* [Aim of the task]: Reproduce the material exactly, omitting nothing.

* [Dataset records]:
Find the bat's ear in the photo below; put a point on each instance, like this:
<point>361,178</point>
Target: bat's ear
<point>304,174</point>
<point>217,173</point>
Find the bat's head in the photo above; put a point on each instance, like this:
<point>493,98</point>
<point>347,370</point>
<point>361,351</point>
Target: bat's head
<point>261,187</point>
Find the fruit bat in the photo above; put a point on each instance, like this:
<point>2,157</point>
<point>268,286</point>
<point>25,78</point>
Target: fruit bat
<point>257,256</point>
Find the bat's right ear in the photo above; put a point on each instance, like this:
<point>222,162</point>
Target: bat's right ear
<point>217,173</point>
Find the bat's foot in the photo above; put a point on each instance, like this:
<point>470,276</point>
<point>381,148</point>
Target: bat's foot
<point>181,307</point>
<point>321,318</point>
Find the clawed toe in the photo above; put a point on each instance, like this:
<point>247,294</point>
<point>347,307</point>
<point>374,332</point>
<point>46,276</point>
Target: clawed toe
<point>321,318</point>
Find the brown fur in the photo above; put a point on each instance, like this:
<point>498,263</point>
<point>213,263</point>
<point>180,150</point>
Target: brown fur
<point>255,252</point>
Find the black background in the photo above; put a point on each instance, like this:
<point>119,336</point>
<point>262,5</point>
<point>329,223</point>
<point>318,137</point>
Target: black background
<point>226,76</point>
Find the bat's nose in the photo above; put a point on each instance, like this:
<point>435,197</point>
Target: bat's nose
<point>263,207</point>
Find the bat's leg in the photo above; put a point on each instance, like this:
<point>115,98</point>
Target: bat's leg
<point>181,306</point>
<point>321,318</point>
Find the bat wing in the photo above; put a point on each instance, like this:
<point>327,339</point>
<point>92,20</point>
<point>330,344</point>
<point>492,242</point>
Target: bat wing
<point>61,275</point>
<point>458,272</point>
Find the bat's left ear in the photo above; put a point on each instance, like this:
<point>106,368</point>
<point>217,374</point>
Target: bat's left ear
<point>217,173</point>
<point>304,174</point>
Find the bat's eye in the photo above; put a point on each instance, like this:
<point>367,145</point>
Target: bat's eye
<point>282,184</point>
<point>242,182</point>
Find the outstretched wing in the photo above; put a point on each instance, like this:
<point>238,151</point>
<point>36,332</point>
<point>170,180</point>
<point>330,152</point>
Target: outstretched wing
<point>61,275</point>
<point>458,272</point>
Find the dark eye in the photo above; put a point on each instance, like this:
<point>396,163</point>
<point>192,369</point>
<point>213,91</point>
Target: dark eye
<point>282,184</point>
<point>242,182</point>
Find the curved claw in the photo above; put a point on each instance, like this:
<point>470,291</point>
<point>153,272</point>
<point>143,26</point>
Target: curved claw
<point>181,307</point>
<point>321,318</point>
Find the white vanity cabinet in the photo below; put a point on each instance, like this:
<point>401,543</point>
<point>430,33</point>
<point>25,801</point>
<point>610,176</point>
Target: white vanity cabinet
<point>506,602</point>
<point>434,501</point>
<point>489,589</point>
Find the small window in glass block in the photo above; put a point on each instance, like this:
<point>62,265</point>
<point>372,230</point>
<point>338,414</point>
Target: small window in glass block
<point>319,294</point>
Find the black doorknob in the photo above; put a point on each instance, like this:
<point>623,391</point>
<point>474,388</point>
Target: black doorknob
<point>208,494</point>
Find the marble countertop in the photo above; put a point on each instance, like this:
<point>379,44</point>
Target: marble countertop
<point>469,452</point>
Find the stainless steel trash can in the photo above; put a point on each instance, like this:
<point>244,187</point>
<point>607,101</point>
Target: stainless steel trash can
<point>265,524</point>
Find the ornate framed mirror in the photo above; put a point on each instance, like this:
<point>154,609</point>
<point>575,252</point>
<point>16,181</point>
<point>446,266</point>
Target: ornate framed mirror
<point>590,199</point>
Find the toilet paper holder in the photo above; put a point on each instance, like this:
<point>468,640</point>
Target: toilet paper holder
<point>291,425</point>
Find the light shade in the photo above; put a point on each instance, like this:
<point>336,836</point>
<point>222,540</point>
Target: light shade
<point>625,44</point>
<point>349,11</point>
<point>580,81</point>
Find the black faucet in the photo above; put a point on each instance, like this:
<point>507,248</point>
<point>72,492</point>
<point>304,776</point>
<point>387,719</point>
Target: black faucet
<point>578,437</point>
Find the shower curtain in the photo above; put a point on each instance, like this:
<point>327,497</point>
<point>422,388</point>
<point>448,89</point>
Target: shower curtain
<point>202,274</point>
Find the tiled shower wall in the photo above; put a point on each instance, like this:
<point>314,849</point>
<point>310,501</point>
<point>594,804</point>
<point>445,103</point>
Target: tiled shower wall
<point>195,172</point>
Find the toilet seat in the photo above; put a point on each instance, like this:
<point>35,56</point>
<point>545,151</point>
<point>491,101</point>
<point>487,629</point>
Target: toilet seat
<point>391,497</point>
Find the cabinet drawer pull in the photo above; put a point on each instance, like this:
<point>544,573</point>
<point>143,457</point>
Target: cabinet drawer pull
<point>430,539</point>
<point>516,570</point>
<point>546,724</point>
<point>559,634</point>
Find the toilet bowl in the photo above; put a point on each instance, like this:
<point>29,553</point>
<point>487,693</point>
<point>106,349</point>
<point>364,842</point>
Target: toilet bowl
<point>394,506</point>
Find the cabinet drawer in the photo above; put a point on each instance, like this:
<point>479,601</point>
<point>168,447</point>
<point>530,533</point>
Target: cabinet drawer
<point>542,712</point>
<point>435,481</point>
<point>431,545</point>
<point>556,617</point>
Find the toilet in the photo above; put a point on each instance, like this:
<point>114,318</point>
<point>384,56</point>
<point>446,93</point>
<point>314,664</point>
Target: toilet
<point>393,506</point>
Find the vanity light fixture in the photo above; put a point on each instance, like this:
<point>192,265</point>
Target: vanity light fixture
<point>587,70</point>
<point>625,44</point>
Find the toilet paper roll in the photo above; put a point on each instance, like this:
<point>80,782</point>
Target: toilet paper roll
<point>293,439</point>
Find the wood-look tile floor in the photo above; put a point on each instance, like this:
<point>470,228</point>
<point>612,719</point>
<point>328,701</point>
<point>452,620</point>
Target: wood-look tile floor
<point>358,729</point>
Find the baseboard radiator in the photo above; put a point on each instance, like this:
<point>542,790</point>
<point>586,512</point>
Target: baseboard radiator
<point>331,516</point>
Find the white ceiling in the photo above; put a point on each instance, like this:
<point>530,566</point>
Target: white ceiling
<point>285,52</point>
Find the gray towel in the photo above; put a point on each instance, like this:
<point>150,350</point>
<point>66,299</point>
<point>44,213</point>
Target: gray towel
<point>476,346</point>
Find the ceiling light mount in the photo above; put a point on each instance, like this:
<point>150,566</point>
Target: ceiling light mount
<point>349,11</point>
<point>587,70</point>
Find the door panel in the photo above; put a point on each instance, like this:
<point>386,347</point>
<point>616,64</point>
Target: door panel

* [The result]:
Find the bat's ear in the photo below; put a point on each instance, like this:
<point>361,178</point>
Target: bat's ear
<point>304,174</point>
<point>217,173</point>
Find the bat's head in the photo above; put a point on each instance, like this:
<point>493,98</point>
<point>347,370</point>
<point>361,351</point>
Target: bat's head
<point>261,187</point>
Find the fruit bat in the photo above; put a point on each instance, like this:
<point>2,157</point>
<point>268,286</point>
<point>25,78</point>
Target: fruit bat
<point>257,256</point>
Find the bat's right ear in the photo above; put a point on each instance, like this:
<point>222,162</point>
Target: bat's right ear
<point>217,173</point>
Find the bat's foot in the photo above; put a point on each instance, like this:
<point>470,276</point>
<point>381,148</point>
Target: bat's foot
<point>181,307</point>
<point>321,318</point>
Find the clawed toe in the photo above; put a point on each instance, like this:
<point>247,294</point>
<point>347,307</point>
<point>374,332</point>
<point>46,276</point>
Target: clawed toe
<point>321,318</point>
Find the brown fur in the photo above; put a point on each instance, like this:
<point>498,263</point>
<point>213,263</point>
<point>180,150</point>
Target: brown fur
<point>255,252</point>
Find the black background in the photo above; put a point on each instance, like this:
<point>119,336</point>
<point>262,5</point>
<point>329,223</point>
<point>318,137</point>
Target: black background
<point>226,76</point>
Find the bat's nose in the photo above; put a point on each instance, like this:
<point>435,197</point>
Target: bat's nose
<point>263,207</point>
Find the bat's leg in the photo above; put a point on each instance, like this:
<point>115,98</point>
Target: bat's leg
<point>181,306</point>
<point>321,318</point>
Find the bat wing in the photo above; put a point on each instance, like this:
<point>327,339</point>
<point>92,20</point>
<point>330,344</point>
<point>492,242</point>
Target: bat wing
<point>61,275</point>
<point>458,272</point>
Find the bat's left ear in the photo above; put a point on each instance, like this:
<point>106,368</point>
<point>217,374</point>
Target: bat's left ear
<point>217,173</point>
<point>304,174</point>
Find the bat's eye in the photo above; put a point on each instance, like this:
<point>367,145</point>
Target: bat's eye
<point>282,184</point>
<point>242,182</point>
Find the outstretched wing in the photo above; put a point on each instance, like this:
<point>238,151</point>
<point>36,332</point>
<point>170,180</point>
<point>330,152</point>
Target: outstretched wing
<point>61,275</point>
<point>458,272</point>
Find the dark eye in the photo above; put a point on each instance, like this:
<point>396,163</point>
<point>192,369</point>
<point>213,91</point>
Target: dark eye
<point>282,184</point>
<point>242,182</point>
Find the curved claw in the photo above; put a point on each instance, like this:
<point>470,291</point>
<point>153,272</point>
<point>143,26</point>
Target: curved claw
<point>181,307</point>
<point>321,318</point>
Find the white vanity cabinet in the photo below; put a point on each instance, like this:
<point>401,543</point>
<point>430,33</point>
<point>25,801</point>
<point>610,176</point>
Target: white vanity cabinet
<point>506,602</point>
<point>434,501</point>
<point>489,589</point>
Find the small window in glass block in the photo above; put a point on each instance, like this:
<point>62,265</point>
<point>372,230</point>
<point>338,414</point>
Target: small window in glass block
<point>319,294</point>
Find the black doorknob in the photo above; put a point on each instance, like this:
<point>623,391</point>
<point>474,388</point>
Target: black doorknob
<point>208,494</point>
Find the marble countertop in the photo above; put a point on each instance, like this:
<point>379,44</point>
Target: marble countertop
<point>469,452</point>
Find the stainless steel trash can in the photo above; put a point on each instance, like this:
<point>244,187</point>
<point>607,101</point>
Target: stainless steel trash can
<point>265,524</point>
Find the ornate framed mirror in the photo above; put a point on each instance, like this:
<point>154,609</point>
<point>575,252</point>
<point>16,181</point>
<point>446,266</point>
Target: ornate framed mirror
<point>590,199</point>
Find the toilet paper holder in the photo above; put a point on each instance, like this:
<point>468,640</point>
Target: toilet paper holder
<point>291,425</point>
Find the light shade in the photo above; put a point on each instance, like this:
<point>336,836</point>
<point>222,540</point>
Target: light shade
<point>625,44</point>
<point>349,11</point>
<point>580,81</point>
Find the black faucet in the photo above; put a point on each instance, like this:
<point>507,248</point>
<point>72,492</point>
<point>304,776</point>
<point>387,719</point>
Target: black faucet
<point>578,437</point>
Find the shower curtain in the photo above; put a point on each instance, like this:
<point>327,497</point>
<point>422,388</point>
<point>448,89</point>
Target: shower curtain
<point>202,274</point>
Find the tiled shower wall in the photo above; put a point on each instance, like this:
<point>314,849</point>
<point>310,501</point>
<point>594,804</point>
<point>445,103</point>
Target: tiled shower wall
<point>195,172</point>
Find the toilet seat in the photo above; put a point on each instance, like this:
<point>35,56</point>
<point>545,151</point>
<point>491,101</point>
<point>487,629</point>
Target: toilet seat
<point>391,497</point>
Find the cabinet drawer pull in the photo above; put a point on each instance, like this:
<point>544,573</point>
<point>143,457</point>
Target: cabinet drawer pull
<point>430,539</point>
<point>516,570</point>
<point>546,724</point>
<point>559,634</point>
Find the toilet bowl in the photo above; put a point on each instance, like this:
<point>29,553</point>
<point>487,693</point>
<point>106,349</point>
<point>364,842</point>
Target: toilet bowl
<point>394,506</point>
Find the cabinet drawer in the photo above; put a point on each instance, like this:
<point>479,601</point>
<point>168,447</point>
<point>530,533</point>
Target: cabinet drawer
<point>542,712</point>
<point>435,481</point>
<point>431,545</point>
<point>556,617</point>
Find the toilet in the photo above; put a point on each instance, like this:
<point>114,318</point>
<point>384,56</point>
<point>446,93</point>
<point>314,664</point>
Target: toilet
<point>393,506</point>
Find the vanity light fixture in the photo above; put a point on each instance, like this:
<point>192,265</point>
Target: vanity light fixture
<point>587,70</point>
<point>625,44</point>
Find the toilet paper roll in the photo above; put a point on each instance, like this:
<point>80,782</point>
Target: toilet paper roll
<point>293,439</point>
Find the wood-look tile floor in the photo above; put a point on each instance, like this:
<point>470,228</point>
<point>612,719</point>
<point>328,701</point>
<point>452,620</point>
Target: wood-look tile floor
<point>358,729</point>
Find the baseboard radiator in the photo above; put a point on each instance, like this:
<point>542,790</point>
<point>586,512</point>
Target: baseboard radiator
<point>331,516</point>
Find the white ceiling in the photo above; put a point on each instance, like this:
<point>530,566</point>
Target: white ceiling
<point>285,52</point>
Find the gray towel in the photo above; put a point on each instance, like this:
<point>150,350</point>
<point>66,299</point>
<point>44,213</point>
Target: gray towel
<point>476,346</point>
Find the ceiling light mount in the photo above; put a point on each instance, like this:
<point>150,566</point>
Target: ceiling light mount
<point>349,11</point>
<point>587,70</point>
Find the door panel in the photo above; put a point on each instance, like this:
<point>386,347</point>
<point>616,64</point>
Target: door panel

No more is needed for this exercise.